PROVIDED PASSAGE Block Start

The usage of textual data is dramatically growing: indeed, individuals and companies communicate and express themselves by using texts, often through Internet both publicly and privately. Textual data may be fully unstructured (a free text) or may be found inside predefined structures (such as web pages, standardized reports, semi-formal models). In the latter case, these predefined
structures can be used to, possibly partially, suggest data interpretation. We are interested to extract, automatically and semi-automatically, information and knowledge from textual data. The purpose of extracting information and knowledge is to organize and define software components useful for designing and realizing computer-based systems facilitating several activities
performed by individuals (possibly when working for companies). For instance :
- making easier, quicker and reliable the way to decide on the base of textual data,
- making explicit hidden information conveyed by textual data and, as a consequence,
- enabling understanding of other individuals’ behaviors, ideas and so on,
- making computer-based systems more efficient and effective on the base of available textual data, and finally
- supporting individuals in following what textual data implicitly suggest.
We consider that knowledge extraction from textual data can be divided into three main topics that are our main focus:
- textual data acquisition and filtering,
- text mining, and
- knowledge representation.

PROVIDED PASSAGE Block End
GIVEN ENTRIES Block Start

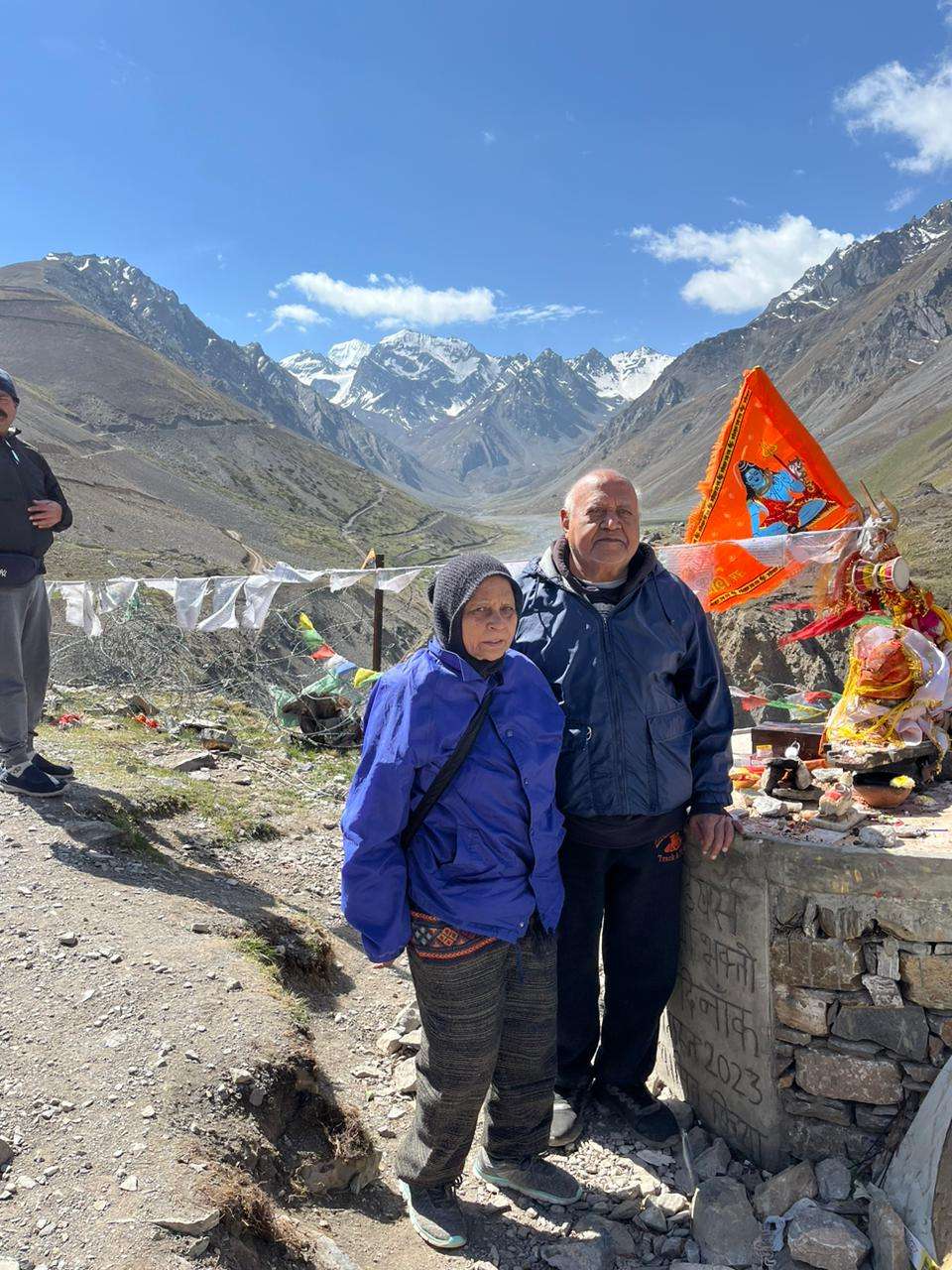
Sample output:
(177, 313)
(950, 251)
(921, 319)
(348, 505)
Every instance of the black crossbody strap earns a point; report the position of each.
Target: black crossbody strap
(447, 772)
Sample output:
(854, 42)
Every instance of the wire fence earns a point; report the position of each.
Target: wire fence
(144, 651)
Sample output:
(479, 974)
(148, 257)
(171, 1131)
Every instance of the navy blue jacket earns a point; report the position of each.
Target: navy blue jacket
(486, 856)
(649, 714)
(24, 477)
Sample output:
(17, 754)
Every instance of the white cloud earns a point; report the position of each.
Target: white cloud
(542, 313)
(916, 108)
(751, 263)
(301, 316)
(901, 198)
(393, 302)
(397, 303)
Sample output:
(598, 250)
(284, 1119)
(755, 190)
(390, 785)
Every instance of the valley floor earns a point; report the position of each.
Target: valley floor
(185, 1021)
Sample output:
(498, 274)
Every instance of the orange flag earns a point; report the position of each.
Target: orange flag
(767, 476)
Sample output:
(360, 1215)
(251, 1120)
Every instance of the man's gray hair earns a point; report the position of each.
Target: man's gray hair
(595, 476)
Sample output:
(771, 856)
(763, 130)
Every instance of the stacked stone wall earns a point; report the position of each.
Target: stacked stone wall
(814, 1003)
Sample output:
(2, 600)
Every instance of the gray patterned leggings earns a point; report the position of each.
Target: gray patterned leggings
(488, 1026)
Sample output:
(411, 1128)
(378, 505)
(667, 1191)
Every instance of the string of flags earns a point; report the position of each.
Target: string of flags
(334, 666)
(223, 602)
(798, 705)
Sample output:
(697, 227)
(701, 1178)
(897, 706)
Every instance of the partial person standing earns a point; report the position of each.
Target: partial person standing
(630, 656)
(32, 508)
(467, 880)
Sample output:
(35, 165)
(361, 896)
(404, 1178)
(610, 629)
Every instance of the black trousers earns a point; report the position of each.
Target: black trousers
(631, 901)
(488, 1028)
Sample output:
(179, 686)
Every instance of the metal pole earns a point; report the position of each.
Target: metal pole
(377, 617)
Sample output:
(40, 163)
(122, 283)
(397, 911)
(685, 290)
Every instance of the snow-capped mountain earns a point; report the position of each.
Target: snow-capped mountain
(622, 376)
(412, 385)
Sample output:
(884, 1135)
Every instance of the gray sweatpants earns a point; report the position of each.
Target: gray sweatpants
(24, 667)
(488, 1026)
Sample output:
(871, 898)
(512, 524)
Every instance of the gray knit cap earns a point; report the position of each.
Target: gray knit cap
(7, 385)
(453, 587)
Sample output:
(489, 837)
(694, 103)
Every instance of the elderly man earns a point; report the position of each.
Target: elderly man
(32, 508)
(629, 653)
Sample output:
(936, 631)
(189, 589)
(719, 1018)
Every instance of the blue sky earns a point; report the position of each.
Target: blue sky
(486, 164)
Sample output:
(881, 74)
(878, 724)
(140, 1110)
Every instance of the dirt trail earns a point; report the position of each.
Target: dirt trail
(158, 1010)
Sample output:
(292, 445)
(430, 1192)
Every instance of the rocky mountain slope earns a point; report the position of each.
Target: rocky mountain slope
(860, 347)
(481, 422)
(128, 298)
(168, 472)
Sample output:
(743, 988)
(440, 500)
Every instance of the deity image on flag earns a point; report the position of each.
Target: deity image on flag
(767, 481)
(780, 500)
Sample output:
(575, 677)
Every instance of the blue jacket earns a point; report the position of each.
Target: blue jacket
(649, 714)
(486, 856)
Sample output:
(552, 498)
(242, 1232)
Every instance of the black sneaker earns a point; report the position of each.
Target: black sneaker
(59, 771)
(31, 781)
(435, 1214)
(567, 1119)
(649, 1119)
(532, 1176)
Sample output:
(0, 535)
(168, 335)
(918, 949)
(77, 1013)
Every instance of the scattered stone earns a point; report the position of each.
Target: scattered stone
(408, 1019)
(200, 1224)
(826, 1241)
(904, 1030)
(834, 1179)
(724, 1222)
(888, 1236)
(775, 1197)
(653, 1218)
(769, 807)
(832, 964)
(871, 835)
(928, 979)
(620, 1236)
(589, 1250)
(405, 1076)
(714, 1161)
(841, 1076)
(802, 1010)
(389, 1042)
(190, 762)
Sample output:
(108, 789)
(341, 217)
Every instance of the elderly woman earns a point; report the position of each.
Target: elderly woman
(472, 890)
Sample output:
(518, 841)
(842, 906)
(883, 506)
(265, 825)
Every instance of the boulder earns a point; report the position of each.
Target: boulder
(904, 1030)
(888, 1236)
(843, 1076)
(780, 1193)
(802, 1010)
(714, 1161)
(724, 1222)
(826, 1241)
(928, 979)
(834, 1179)
(806, 962)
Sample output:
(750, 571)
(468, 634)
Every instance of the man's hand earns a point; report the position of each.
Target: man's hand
(45, 513)
(714, 830)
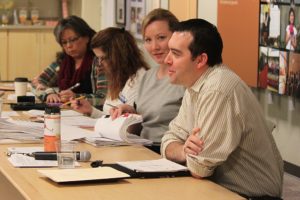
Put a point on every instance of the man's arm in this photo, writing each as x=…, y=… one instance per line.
x=178, y=151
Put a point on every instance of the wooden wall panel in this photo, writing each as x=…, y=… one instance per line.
x=183, y=10
x=238, y=23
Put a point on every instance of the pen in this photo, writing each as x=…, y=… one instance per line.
x=111, y=105
x=74, y=86
x=68, y=102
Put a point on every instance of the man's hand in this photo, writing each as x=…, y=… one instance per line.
x=193, y=145
x=120, y=109
x=66, y=95
x=53, y=98
x=178, y=152
x=81, y=105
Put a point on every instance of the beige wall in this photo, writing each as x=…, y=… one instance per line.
x=287, y=132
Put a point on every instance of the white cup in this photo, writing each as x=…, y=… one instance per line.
x=66, y=155
x=21, y=86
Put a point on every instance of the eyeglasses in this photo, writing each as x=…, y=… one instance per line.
x=99, y=60
x=70, y=41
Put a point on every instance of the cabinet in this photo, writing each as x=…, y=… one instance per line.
x=28, y=52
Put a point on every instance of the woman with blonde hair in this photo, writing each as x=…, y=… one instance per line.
x=157, y=101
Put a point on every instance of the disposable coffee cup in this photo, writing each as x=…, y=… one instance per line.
x=66, y=155
x=21, y=86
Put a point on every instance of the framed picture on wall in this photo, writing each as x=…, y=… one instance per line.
x=121, y=12
x=136, y=10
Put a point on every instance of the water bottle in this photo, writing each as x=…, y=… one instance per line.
x=51, y=128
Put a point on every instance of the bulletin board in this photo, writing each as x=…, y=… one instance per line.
x=238, y=25
x=279, y=47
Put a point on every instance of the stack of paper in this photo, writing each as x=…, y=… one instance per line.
x=86, y=174
x=159, y=165
x=20, y=130
x=117, y=132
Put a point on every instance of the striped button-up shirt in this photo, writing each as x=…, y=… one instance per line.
x=239, y=150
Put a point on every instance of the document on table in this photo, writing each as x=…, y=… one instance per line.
x=121, y=129
x=159, y=165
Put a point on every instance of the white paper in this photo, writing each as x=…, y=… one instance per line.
x=117, y=129
x=72, y=133
x=159, y=165
x=19, y=160
x=8, y=114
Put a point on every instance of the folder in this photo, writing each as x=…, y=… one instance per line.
x=151, y=168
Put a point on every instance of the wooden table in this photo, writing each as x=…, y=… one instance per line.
x=27, y=183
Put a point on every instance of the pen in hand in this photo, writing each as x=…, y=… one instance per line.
x=69, y=102
x=74, y=86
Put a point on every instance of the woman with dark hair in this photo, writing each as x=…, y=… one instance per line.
x=124, y=66
x=74, y=64
x=291, y=31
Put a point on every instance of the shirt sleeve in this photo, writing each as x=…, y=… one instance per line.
x=220, y=123
x=177, y=130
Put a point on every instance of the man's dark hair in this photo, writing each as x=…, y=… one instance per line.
x=206, y=39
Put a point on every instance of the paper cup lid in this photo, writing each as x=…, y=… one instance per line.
x=21, y=79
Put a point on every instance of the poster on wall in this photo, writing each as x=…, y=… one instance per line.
x=279, y=47
x=136, y=10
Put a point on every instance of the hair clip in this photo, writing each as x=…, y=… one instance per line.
x=96, y=163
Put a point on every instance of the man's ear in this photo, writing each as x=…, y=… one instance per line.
x=201, y=60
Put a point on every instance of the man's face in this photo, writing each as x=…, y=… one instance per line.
x=182, y=68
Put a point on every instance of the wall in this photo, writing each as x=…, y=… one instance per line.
x=276, y=108
x=92, y=6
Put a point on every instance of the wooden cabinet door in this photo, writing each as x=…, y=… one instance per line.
x=3, y=55
x=23, y=53
x=183, y=10
x=48, y=49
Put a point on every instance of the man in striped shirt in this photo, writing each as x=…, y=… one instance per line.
x=220, y=131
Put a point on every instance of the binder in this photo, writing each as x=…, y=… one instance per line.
x=138, y=174
x=151, y=168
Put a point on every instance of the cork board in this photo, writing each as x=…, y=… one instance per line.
x=238, y=23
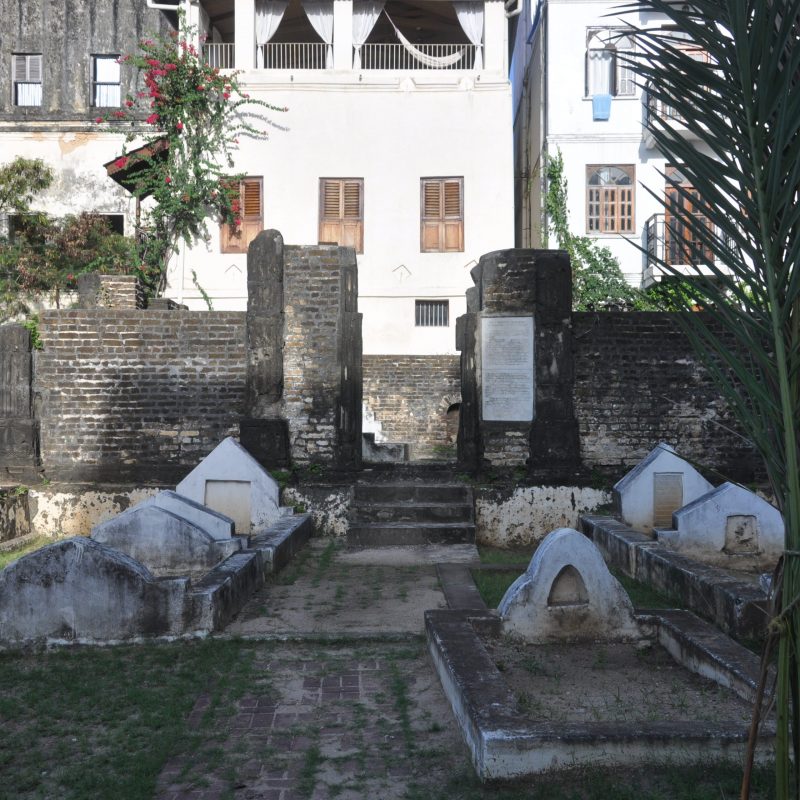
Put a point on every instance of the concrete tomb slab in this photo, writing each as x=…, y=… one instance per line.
x=81, y=590
x=229, y=480
x=164, y=542
x=729, y=525
x=660, y=484
x=217, y=525
x=567, y=594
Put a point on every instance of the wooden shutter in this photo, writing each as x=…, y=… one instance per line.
x=442, y=215
x=341, y=212
x=235, y=239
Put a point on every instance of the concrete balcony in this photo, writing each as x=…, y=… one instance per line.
x=669, y=242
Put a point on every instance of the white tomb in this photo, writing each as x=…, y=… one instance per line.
x=229, y=480
x=567, y=594
x=728, y=525
x=660, y=484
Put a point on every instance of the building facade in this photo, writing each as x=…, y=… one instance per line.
x=396, y=139
x=574, y=92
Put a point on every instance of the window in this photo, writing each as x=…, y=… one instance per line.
x=606, y=74
x=27, y=79
x=341, y=212
x=248, y=204
x=609, y=199
x=106, y=81
x=442, y=215
x=431, y=313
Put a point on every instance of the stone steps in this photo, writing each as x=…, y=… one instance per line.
x=411, y=514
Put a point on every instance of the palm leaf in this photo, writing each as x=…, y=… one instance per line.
x=743, y=107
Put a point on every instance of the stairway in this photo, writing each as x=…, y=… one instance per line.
x=411, y=513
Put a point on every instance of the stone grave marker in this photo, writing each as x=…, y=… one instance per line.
x=728, y=525
x=164, y=542
x=567, y=594
x=229, y=480
x=661, y=483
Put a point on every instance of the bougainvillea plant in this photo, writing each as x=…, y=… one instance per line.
x=184, y=121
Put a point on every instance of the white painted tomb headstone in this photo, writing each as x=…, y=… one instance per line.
x=231, y=481
x=164, y=542
x=567, y=594
x=661, y=483
x=217, y=525
x=727, y=525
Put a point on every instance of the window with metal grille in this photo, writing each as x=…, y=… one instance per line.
x=431, y=313
x=442, y=215
x=341, y=212
x=106, y=90
x=609, y=199
x=248, y=211
x=27, y=79
x=606, y=71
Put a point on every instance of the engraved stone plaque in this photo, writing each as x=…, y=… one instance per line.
x=507, y=368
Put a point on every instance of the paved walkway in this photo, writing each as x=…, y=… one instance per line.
x=345, y=703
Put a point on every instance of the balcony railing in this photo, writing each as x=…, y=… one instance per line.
x=219, y=54
x=672, y=241
x=431, y=56
x=292, y=55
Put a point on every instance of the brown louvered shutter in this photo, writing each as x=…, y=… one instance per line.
x=235, y=239
x=442, y=215
x=341, y=212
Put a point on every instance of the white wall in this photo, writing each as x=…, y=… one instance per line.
x=391, y=131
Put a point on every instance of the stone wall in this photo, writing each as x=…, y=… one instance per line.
x=410, y=396
x=637, y=383
x=142, y=395
x=322, y=355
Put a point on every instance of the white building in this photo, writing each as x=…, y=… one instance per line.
x=572, y=92
x=401, y=150
x=397, y=139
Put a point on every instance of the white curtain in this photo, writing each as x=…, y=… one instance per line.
x=365, y=15
x=599, y=72
x=470, y=16
x=269, y=14
x=320, y=15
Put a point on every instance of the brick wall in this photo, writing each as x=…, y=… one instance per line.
x=410, y=395
x=638, y=382
x=137, y=394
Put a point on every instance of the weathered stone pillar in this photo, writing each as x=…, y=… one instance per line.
x=19, y=431
x=516, y=363
x=263, y=431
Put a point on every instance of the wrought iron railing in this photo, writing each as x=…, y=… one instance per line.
x=672, y=241
x=292, y=55
x=431, y=56
x=220, y=54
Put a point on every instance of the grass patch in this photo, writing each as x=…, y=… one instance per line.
x=707, y=781
x=499, y=555
x=7, y=556
x=102, y=722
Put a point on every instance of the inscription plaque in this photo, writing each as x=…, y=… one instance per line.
x=507, y=368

GIVEN ENTRIES Block End

* _QUESTIONS_
A. According to the passage on knowledge extraction from textual data, into which three main topics can that extraction be divided?
B. State whether each statement agrees with the passage on knowledge extraction from textual data, and support each verdict with the deciding words quoted from it.
(i) Textual data can be found inside predefined structures such as web pages.
(ii) The information and knowledge are to be extracted only fully automatically.
(iii) The usage of textual data is declining.
C. Proceed with the passage on knowledge extraction from textual data, starting after its final line.

* _PER-TASK ANSWERS_
A. Textual data acquisition and filtering, text mining, and knowledge representation.

B.
(i) Yes: "may be found inside predefined structures (such as web pages, standardized reports, semi-formal models)"
(ii) No: "We are interested to extract, automatically and semi-automatically, information and knowledge from textual data."
(iii) No: "The usage of textual data is dramatically growing"

C.
- Annotated corpora and reliability measures. Large annotated corpora are needed to develop machine learning techniques. Research is conducted to develop corpora and to investigate the reliability of the annotations [Muzerelle2014] and [Antoine2014].
- Semantic relations and information extraction. Currently, we are investigating multi-text summarization. As a preliminary task, we are using distributional analysis to estimate sentence similarity [Vu2014].
- NLP and datamining. Contributions on the topic is to first, develop new algorithms in datamining (sequential pattern mining) specially dedicated to textual data, and second use these methods in order to resolve NLP tasks like linguistic pattern extraction, POS tagging, event detections, ontology extraction from texts. A web site, developped in conjunction with the GREYC, MODYCO and LIPN institutes, using our sequential pattern mining algorithms is available here. More information in [BechetCCC14] (in French) and [BechetSAC2015] (to appear, contact us to dowload it).
- Ontology learning (or ontology generation from texts). Starting from existing tools (specifically Text2Onto), we have proposed and approach based on linguistic patterns and deep parsing for extracting ontologically relevant relationships [Sami2014].
- Ontology validation and verification. A critical aspect of ontologies concerns their verification and validation. This aspect becomes even more critical whenever ontologies are automatically or semi-automatically built from texts. Indeed, current tools for ontology learning result in very low quality ontologies requiring a heavy validation and verification work. As a consequence there is strong need to couple much better ontology validation and verification with ontology learning. We have developed a framework for introducing a standard classification of symptoms and defects of ontologies. We have then performed experiments for analysing the usage of the proposed classification with learned lightweight ontologies built by using Text2Onto. Promising results suggest how to automatically configure validation and verification processes. See [Harzallah2014a] and [Harzallah2014b].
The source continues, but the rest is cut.